▶ _Task_: Write out, word for word, the part of the legal framework text below starting with "1. Profits which" and going on through "its parent company.".

▶ _Document_:
II - Legal framework
A - Council Directive 90/435/EEC of 23 July 1990 on the common system of taxation applicable in the case of parent companies and subsidiaries of different Member States (hereinafter the Directive)
2. The relevant provisions of the Directive are as follows:
1. Each Member State shall apply this Directive:
- to distributions of profits received by companies of that State which come from their subsidiaries of other Member States,
- to distributions of profits by companies of that State to companies of other Member States of which they are subsidiaries.
1. Profits which a subsidiary distributed to its parent company shall, at least where the latter holds a minimum of 25% of the capital of the subsidiary, be exempt from withholding tax.
1. The term "withholding tax" as used in this Directive shall not cover an advance payment or prepayment (précompte) of corporation tax to the Member State of the subsidiary which is made in connection with a distribution of profits to its parent company.
2. This Directive shall not affect the application of domestic or agreement-based provisions designed to eliminate or lessen economic double taxation of dividends, in particular provisions relating to the payment of tax credits to the recipients of dividends.
B - Greek law
3. Article 106 of the Income Tax Code - Law No 2238/1994 - reads as follows:
1. Where the income of legal persons ... includes dividends or profits from shares in other companies, whose profits have been taxed in accordance with the provisions of the present article or Article 10, that income shall be deducted from total net profits for the purposes of calculating the taxable profits of the legal person. However, in a case where the net profits of a Greek ... company ... also include, apart from the dividends and profits from shares in other companies referred to above, income subject to special taxation entailing extinction of tax liability or non-taxable income and in addition distribution of profits takes place [emphasis added], in order to determine the distributed profits corresponding to income, as referred to in paragraphs 2 and 3 of this article, total net profits arising from the balance sheet of those legal persons shall be taken into account.

▶ _Information provided_:
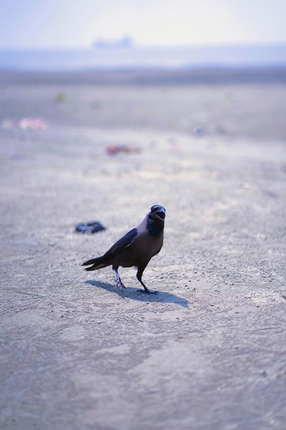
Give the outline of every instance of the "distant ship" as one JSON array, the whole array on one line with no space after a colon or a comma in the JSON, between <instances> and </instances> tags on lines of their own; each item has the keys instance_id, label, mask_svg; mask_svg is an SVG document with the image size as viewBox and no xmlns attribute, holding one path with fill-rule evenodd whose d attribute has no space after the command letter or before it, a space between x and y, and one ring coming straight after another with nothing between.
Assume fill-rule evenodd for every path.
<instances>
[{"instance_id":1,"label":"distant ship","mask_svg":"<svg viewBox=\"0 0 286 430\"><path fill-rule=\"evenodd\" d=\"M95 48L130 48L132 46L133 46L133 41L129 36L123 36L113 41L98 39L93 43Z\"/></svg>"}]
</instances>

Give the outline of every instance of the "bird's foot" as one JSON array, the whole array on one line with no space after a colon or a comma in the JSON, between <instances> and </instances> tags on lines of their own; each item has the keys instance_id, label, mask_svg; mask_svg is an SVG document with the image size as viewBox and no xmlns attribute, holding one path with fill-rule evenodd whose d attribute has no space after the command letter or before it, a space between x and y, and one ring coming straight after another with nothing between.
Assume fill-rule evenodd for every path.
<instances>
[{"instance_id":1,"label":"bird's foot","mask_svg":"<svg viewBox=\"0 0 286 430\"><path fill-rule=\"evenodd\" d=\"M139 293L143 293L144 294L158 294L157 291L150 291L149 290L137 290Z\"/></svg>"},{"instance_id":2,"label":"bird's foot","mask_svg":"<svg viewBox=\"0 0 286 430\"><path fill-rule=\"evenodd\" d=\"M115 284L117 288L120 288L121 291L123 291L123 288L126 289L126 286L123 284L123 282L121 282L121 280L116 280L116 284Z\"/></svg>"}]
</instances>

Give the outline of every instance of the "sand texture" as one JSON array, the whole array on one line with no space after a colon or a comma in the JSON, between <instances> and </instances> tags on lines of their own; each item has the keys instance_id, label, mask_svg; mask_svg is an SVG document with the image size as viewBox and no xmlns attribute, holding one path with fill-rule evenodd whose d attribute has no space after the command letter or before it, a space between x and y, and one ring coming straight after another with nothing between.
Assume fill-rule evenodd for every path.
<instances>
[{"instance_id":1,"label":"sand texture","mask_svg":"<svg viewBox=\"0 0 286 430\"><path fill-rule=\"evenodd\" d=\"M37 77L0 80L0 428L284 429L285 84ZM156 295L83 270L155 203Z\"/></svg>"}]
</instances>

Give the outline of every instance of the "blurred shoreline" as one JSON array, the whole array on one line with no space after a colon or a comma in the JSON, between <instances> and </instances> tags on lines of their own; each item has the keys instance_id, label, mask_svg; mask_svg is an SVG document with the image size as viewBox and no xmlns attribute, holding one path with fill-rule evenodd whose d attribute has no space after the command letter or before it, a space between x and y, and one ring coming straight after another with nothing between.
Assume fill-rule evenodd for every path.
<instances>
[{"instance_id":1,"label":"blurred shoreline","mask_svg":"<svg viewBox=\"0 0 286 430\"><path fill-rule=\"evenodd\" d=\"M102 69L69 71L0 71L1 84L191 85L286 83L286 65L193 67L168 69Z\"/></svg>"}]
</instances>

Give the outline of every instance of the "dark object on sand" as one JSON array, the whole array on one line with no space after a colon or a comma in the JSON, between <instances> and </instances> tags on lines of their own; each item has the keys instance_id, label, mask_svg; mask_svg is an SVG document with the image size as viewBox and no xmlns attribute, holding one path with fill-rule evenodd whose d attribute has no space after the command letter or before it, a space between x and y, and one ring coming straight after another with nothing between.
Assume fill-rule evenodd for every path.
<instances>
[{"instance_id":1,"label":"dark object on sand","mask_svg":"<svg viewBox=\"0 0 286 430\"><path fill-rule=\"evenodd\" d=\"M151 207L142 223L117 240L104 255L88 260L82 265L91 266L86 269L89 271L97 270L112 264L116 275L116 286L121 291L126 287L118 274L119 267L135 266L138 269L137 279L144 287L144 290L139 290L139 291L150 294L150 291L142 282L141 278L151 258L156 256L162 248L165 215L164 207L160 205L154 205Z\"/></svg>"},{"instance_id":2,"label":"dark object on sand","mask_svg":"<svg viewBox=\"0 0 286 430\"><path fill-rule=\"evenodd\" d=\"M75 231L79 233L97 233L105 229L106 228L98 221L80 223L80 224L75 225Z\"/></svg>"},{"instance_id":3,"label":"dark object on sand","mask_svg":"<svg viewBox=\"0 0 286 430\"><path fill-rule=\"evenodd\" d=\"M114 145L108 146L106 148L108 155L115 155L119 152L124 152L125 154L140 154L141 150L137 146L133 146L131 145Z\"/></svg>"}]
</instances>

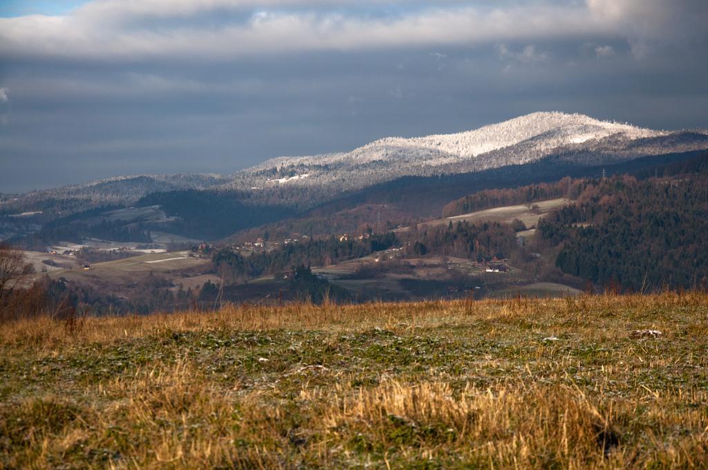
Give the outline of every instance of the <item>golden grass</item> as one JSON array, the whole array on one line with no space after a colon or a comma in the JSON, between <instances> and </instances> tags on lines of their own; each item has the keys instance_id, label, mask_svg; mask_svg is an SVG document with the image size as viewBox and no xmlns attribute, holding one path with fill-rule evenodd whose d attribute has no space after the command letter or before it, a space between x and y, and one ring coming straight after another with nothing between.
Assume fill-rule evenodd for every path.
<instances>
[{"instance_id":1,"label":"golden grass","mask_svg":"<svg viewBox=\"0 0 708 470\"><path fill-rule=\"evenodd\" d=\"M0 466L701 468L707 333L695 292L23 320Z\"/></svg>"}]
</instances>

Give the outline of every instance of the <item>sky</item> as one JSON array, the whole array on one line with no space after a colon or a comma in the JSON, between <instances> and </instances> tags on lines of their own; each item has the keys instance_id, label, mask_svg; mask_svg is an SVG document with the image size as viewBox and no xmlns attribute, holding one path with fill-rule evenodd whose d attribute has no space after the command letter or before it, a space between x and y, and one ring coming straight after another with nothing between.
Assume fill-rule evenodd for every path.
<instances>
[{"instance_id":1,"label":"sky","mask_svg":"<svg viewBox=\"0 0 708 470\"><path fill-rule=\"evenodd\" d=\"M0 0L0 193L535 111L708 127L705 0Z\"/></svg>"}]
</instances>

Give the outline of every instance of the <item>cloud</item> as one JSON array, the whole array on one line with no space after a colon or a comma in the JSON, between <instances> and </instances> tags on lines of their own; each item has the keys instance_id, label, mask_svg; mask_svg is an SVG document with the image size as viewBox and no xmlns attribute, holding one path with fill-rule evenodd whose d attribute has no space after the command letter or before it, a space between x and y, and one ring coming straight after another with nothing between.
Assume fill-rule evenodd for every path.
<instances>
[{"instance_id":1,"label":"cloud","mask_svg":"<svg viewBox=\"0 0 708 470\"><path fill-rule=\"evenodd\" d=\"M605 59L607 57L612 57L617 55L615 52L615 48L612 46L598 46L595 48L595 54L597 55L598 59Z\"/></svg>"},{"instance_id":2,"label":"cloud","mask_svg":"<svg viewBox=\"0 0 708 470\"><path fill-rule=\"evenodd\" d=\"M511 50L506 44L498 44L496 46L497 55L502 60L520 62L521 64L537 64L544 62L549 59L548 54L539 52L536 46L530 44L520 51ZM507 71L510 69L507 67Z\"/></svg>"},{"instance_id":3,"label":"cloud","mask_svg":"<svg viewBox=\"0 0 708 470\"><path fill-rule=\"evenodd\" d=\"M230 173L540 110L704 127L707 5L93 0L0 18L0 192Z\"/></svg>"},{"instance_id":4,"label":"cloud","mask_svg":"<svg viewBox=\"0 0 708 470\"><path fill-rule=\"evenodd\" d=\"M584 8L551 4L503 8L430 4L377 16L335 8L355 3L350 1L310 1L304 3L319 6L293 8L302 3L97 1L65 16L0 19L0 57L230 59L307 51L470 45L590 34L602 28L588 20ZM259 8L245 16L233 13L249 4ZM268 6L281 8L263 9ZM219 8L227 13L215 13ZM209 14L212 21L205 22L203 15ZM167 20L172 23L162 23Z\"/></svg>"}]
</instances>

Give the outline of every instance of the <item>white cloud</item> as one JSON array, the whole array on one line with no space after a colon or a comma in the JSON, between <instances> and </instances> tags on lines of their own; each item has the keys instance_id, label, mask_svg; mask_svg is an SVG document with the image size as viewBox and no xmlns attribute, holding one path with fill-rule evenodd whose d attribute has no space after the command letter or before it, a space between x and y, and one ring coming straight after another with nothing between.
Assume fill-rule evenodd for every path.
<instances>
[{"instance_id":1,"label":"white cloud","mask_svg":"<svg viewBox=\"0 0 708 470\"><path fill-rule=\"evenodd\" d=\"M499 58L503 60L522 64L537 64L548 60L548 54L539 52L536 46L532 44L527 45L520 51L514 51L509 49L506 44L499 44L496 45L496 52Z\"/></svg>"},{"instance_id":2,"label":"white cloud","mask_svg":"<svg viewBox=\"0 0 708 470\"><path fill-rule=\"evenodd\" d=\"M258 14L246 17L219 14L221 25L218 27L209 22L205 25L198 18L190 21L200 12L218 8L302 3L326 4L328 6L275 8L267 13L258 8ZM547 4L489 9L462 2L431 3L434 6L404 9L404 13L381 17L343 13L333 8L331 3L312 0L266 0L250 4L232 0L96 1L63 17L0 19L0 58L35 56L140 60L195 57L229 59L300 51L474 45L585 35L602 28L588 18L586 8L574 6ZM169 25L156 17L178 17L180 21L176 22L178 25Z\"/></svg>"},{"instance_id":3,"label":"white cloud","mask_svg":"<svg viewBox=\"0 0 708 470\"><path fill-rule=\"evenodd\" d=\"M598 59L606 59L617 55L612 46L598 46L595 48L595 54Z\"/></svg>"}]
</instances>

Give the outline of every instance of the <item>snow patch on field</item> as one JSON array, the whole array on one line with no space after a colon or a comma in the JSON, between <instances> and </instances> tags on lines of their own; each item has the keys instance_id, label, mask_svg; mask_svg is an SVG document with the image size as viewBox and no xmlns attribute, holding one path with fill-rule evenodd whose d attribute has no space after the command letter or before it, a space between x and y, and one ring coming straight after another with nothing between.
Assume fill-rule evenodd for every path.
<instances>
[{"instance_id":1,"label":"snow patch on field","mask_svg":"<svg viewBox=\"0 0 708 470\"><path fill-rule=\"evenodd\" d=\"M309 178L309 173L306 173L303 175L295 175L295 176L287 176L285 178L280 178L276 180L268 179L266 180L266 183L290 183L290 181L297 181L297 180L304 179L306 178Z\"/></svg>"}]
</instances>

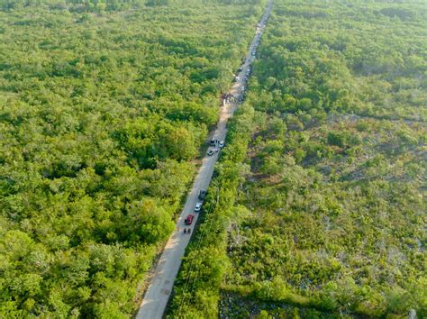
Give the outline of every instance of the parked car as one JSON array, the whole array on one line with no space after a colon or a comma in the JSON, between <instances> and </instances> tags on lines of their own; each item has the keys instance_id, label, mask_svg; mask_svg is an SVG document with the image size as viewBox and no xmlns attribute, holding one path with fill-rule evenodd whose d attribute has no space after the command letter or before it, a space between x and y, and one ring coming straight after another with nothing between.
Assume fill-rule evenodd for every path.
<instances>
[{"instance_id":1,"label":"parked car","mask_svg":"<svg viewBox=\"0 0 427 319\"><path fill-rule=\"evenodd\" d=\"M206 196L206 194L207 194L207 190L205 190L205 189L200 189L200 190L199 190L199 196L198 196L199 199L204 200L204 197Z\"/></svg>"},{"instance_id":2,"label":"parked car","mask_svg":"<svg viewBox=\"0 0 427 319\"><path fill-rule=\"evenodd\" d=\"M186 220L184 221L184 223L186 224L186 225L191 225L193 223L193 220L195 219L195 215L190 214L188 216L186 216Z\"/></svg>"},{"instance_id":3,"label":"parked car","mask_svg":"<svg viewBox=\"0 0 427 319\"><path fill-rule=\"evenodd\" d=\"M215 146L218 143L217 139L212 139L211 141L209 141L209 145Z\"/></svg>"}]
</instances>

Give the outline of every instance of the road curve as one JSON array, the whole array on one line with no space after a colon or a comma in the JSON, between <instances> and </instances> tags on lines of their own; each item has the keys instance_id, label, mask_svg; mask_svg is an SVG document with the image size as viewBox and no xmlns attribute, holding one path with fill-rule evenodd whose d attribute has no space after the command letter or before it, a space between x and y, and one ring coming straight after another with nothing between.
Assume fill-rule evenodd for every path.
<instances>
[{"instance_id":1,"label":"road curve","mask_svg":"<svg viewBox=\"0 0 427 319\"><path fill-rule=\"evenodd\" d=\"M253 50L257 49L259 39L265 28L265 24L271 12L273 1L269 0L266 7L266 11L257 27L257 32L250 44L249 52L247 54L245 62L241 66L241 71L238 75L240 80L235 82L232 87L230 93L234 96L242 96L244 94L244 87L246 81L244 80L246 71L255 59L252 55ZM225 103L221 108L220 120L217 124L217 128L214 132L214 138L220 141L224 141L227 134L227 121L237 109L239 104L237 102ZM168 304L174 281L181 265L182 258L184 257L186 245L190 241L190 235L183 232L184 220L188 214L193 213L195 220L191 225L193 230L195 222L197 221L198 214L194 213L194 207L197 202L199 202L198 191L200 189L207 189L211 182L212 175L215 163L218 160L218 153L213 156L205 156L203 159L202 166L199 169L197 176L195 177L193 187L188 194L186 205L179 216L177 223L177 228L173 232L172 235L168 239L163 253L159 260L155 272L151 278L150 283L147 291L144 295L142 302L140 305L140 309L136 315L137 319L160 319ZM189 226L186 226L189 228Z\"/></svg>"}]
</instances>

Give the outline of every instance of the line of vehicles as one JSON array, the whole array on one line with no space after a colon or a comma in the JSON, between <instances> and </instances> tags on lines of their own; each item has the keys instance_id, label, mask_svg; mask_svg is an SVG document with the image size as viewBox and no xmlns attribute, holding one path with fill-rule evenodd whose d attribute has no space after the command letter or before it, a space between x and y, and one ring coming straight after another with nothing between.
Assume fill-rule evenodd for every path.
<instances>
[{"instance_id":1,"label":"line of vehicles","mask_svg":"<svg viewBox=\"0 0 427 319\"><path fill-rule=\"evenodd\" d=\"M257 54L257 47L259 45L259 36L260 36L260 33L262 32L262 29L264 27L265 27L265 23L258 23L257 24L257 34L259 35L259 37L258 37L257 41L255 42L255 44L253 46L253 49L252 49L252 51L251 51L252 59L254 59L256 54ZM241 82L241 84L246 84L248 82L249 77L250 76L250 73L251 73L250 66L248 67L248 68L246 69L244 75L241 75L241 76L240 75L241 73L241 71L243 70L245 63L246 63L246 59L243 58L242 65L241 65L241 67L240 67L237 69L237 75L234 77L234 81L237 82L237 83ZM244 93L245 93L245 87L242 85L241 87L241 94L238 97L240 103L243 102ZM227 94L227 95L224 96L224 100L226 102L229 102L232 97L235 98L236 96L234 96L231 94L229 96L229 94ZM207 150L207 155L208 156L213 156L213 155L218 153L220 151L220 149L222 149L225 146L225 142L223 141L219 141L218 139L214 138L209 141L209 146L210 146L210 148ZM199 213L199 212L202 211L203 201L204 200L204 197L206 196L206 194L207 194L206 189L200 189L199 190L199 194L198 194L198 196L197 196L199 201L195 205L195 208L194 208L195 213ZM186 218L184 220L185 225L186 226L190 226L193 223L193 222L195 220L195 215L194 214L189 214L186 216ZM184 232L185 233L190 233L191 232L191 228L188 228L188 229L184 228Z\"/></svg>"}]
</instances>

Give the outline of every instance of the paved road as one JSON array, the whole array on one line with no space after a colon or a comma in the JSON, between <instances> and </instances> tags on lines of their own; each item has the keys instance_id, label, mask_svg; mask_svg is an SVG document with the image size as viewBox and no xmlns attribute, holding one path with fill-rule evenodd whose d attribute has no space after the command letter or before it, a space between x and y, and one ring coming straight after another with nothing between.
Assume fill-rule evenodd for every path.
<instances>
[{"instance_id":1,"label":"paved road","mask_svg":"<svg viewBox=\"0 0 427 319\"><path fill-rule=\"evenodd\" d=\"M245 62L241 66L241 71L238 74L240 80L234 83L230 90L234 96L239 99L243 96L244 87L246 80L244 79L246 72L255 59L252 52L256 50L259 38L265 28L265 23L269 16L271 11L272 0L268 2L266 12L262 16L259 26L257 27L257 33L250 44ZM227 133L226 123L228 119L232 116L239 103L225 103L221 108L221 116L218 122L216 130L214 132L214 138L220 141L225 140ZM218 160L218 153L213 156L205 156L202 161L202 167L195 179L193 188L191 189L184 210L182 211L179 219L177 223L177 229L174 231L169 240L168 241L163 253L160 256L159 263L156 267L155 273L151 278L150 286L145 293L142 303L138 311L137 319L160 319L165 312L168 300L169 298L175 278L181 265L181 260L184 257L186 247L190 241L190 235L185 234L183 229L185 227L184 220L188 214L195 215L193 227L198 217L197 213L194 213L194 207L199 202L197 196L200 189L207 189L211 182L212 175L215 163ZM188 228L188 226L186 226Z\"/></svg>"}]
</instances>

▶ _Task answer_:
1. Profits which a subsidiary distributed to its parent company shall, at least where the latter holds a minimum of 25% of the capital of the subsidiary, be exempt from withholding tax.
1. The term "withholding tax" as used in this Directive shall not cover an advance payment or prepayment (précompte) of corporation tax to the Member State of the subsidiary which is made in connection with a distribution of profits to its parent company.